EXERCISE MATERIALS:
++++++++++++++++++++
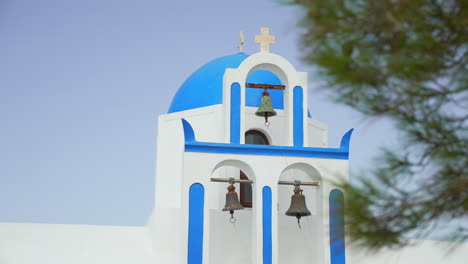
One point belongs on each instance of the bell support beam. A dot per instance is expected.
(279, 182)
(265, 86)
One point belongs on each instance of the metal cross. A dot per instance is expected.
(265, 39)
(241, 41)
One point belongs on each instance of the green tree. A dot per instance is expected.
(405, 60)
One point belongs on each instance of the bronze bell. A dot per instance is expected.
(266, 107)
(232, 201)
(298, 206)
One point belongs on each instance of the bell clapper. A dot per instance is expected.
(232, 219)
(298, 206)
(298, 216)
(266, 107)
(232, 201)
(267, 124)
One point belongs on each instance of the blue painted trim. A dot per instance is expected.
(249, 149)
(188, 131)
(346, 139)
(195, 226)
(337, 240)
(266, 150)
(267, 228)
(298, 117)
(235, 113)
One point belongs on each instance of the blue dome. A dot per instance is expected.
(205, 86)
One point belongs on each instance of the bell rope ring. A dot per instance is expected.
(232, 201)
(266, 107)
(298, 206)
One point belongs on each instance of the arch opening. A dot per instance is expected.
(306, 246)
(229, 242)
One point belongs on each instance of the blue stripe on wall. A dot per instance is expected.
(235, 113)
(195, 228)
(266, 221)
(337, 242)
(298, 117)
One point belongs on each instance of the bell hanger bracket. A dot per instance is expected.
(295, 183)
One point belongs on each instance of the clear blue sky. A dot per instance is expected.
(83, 82)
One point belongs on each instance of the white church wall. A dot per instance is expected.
(318, 134)
(23, 243)
(170, 146)
(266, 171)
(284, 71)
(168, 229)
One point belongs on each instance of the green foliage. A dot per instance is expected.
(406, 60)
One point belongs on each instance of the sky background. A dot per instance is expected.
(82, 84)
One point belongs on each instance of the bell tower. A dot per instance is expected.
(216, 136)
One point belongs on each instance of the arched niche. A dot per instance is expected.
(300, 245)
(229, 242)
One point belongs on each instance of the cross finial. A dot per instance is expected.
(265, 39)
(241, 41)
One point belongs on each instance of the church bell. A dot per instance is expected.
(266, 107)
(298, 206)
(232, 201)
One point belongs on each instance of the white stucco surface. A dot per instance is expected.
(22, 243)
(165, 239)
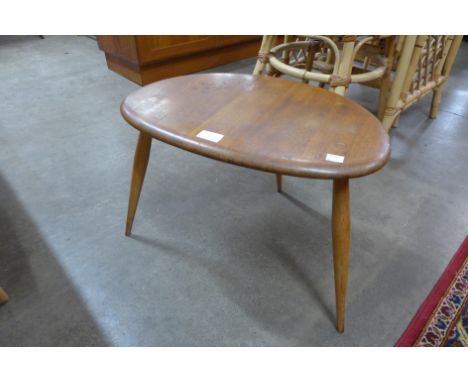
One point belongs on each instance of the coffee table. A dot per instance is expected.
(268, 124)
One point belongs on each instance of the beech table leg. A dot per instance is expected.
(341, 228)
(3, 296)
(140, 162)
(279, 182)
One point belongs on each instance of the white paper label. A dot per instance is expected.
(210, 136)
(334, 158)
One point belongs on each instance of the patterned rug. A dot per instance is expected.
(442, 319)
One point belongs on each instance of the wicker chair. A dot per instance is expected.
(422, 65)
(328, 60)
(403, 68)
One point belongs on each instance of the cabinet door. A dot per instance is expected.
(230, 40)
(156, 48)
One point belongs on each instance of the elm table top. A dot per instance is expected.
(268, 124)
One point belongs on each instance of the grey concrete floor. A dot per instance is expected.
(217, 257)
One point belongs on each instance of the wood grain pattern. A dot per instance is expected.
(341, 229)
(269, 124)
(145, 59)
(3, 296)
(140, 163)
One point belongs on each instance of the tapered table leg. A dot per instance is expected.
(279, 182)
(3, 296)
(341, 228)
(140, 163)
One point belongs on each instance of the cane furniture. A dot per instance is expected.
(403, 68)
(267, 124)
(422, 65)
(326, 59)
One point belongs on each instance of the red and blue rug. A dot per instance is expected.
(442, 319)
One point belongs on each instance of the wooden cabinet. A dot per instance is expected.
(145, 59)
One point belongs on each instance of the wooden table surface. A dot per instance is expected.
(268, 124)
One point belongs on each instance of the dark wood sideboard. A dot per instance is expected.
(145, 59)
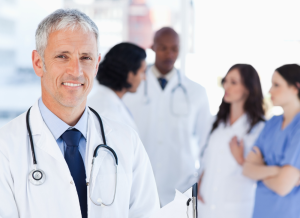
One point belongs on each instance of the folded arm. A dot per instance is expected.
(285, 180)
(255, 168)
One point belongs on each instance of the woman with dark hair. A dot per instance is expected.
(223, 190)
(121, 71)
(275, 160)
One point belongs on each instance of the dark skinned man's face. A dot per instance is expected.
(166, 47)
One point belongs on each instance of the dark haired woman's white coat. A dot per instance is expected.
(226, 192)
(106, 102)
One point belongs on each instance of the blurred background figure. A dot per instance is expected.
++++++++++++++++++++
GIVEN EXERCISE: From start to finish, output the listing exactly, but omit its pictures.

WORKED ANSWER:
One point belongs on each instance of the bell support beam. A dot per instance is expected.
(279, 182)
(265, 86)
One point belongs on each instance of the metal cross. A dot per instance is expected.
(265, 39)
(241, 41)
One point belongs on each instance of the green tree. A dot per instance is expected.
(405, 60)
One point belongs on each instance of the bronze bell. A dot per instance is expected.
(266, 107)
(232, 201)
(298, 206)
One point belongs on each instance of the bell clapper. A dot per instance is expected.
(232, 219)
(298, 206)
(298, 216)
(266, 107)
(232, 201)
(267, 124)
One point belongs on each instance of the blue painted trim. A dot per instance is expected.
(249, 149)
(188, 131)
(346, 139)
(195, 226)
(337, 240)
(266, 150)
(267, 228)
(298, 117)
(235, 113)
One point belongs on each instance of the blue dome. A dot per instance is expected.
(205, 86)
One point belongs on each instance of the bell rope ring. A dot per instance is expected.
(232, 201)
(266, 107)
(298, 206)
One point belongs on each instance of the arch opening. A dot per instance is expected.
(306, 246)
(229, 242)
One point belongs on each instance of the blue stripe on wall. A dot per instance is expected.
(235, 113)
(195, 228)
(266, 221)
(337, 242)
(298, 117)
One point belongs on each instance of the bell hanger bracket. A dot per instance is expected.
(295, 183)
One point belongs on each instance of the clear blue sky. A dot per instance is expected.
(83, 82)
One point belongs on each instance of the white church wall. A dot per instance is expected.
(318, 134)
(23, 243)
(170, 146)
(266, 171)
(284, 71)
(168, 229)
One point belongs on each instance of the green foliage. A dot per instance is expected.
(406, 60)
One point belongs on each instance of the sky background. A dot per instance is expected.
(82, 84)
One point belongs on each instance of the bell tower. A dot per instance is expected.
(216, 136)
One point belongs on each instance of the arched niche. A dot per instance is expected.
(300, 245)
(229, 242)
One point belongs on each instance of the cross finial. A dot per instance is expected.
(265, 39)
(241, 41)
One point belongs on each instance of the church bell. A dot per instance is expected.
(266, 107)
(298, 206)
(232, 201)
One point belongs on each instance of the white stucco surface. A dot per instance is expected.
(22, 243)
(165, 239)
One point belongs on each instance of the coffee table. A dot per instance is expected.
(268, 124)
One point belongs on each instance of the beech table leg. A dot per instance is expected.
(341, 228)
(3, 296)
(140, 162)
(279, 182)
One point belongs on each instance of the white paper label. A dot per instance is expected.
(210, 136)
(334, 158)
One point belongs on each instance of the patterned rug. A dot per instance is expected.
(442, 319)
One point belongs on each instance of the wicker chair. A dot per instance is expected.
(422, 65)
(328, 60)
(403, 68)
One point belongs on each instance of the cabinet door. A dot per instance is expected.
(230, 40)
(156, 48)
One point belongs on each instance of the elm table top. A dot per instance is expected.
(268, 124)
One point belongs on each instance of the grey concrete floor. A dot per instance is expected.
(217, 257)
One point belongs on each instance of the wood grain pattern. A dot per instance is expected.
(341, 229)
(269, 124)
(145, 59)
(3, 296)
(140, 163)
One point belongs on each instance of the tapered table leg. A dot per instance is expected.
(279, 182)
(3, 296)
(341, 228)
(140, 163)
One point belongs on each instance of the cane furniture. A dot per instance is expected.
(403, 68)
(267, 124)
(422, 65)
(326, 59)
One point belongs on each instance of the red and blue rug. A dot per instance is expected.
(442, 319)
One point belongs on each instance of the wooden cabinet. A dot per instance is expected.
(145, 59)
One point belongs on each instance of the wooden table surface. A dot per instance is expected.
(268, 124)
One point belongs on each instance of the dark wood sideboard. A dot per instance is expected.
(145, 59)
One point belongs on each instance of the folded arm. A dot per instance is expected.
(285, 180)
(255, 168)
One point belongs on each instance of the woman with dark hair. A dot per instance is expected.
(223, 190)
(121, 71)
(275, 160)
One point belongs on each instance of the dark skinned man's face. A dot per instance is expected.
(166, 47)
One point belongs on each instance of the dark haired woman's white coat. A dot per instance is expected.
(226, 192)
(106, 102)
One point belongs on each instance of the blurred background figure. A dot per instance is expected.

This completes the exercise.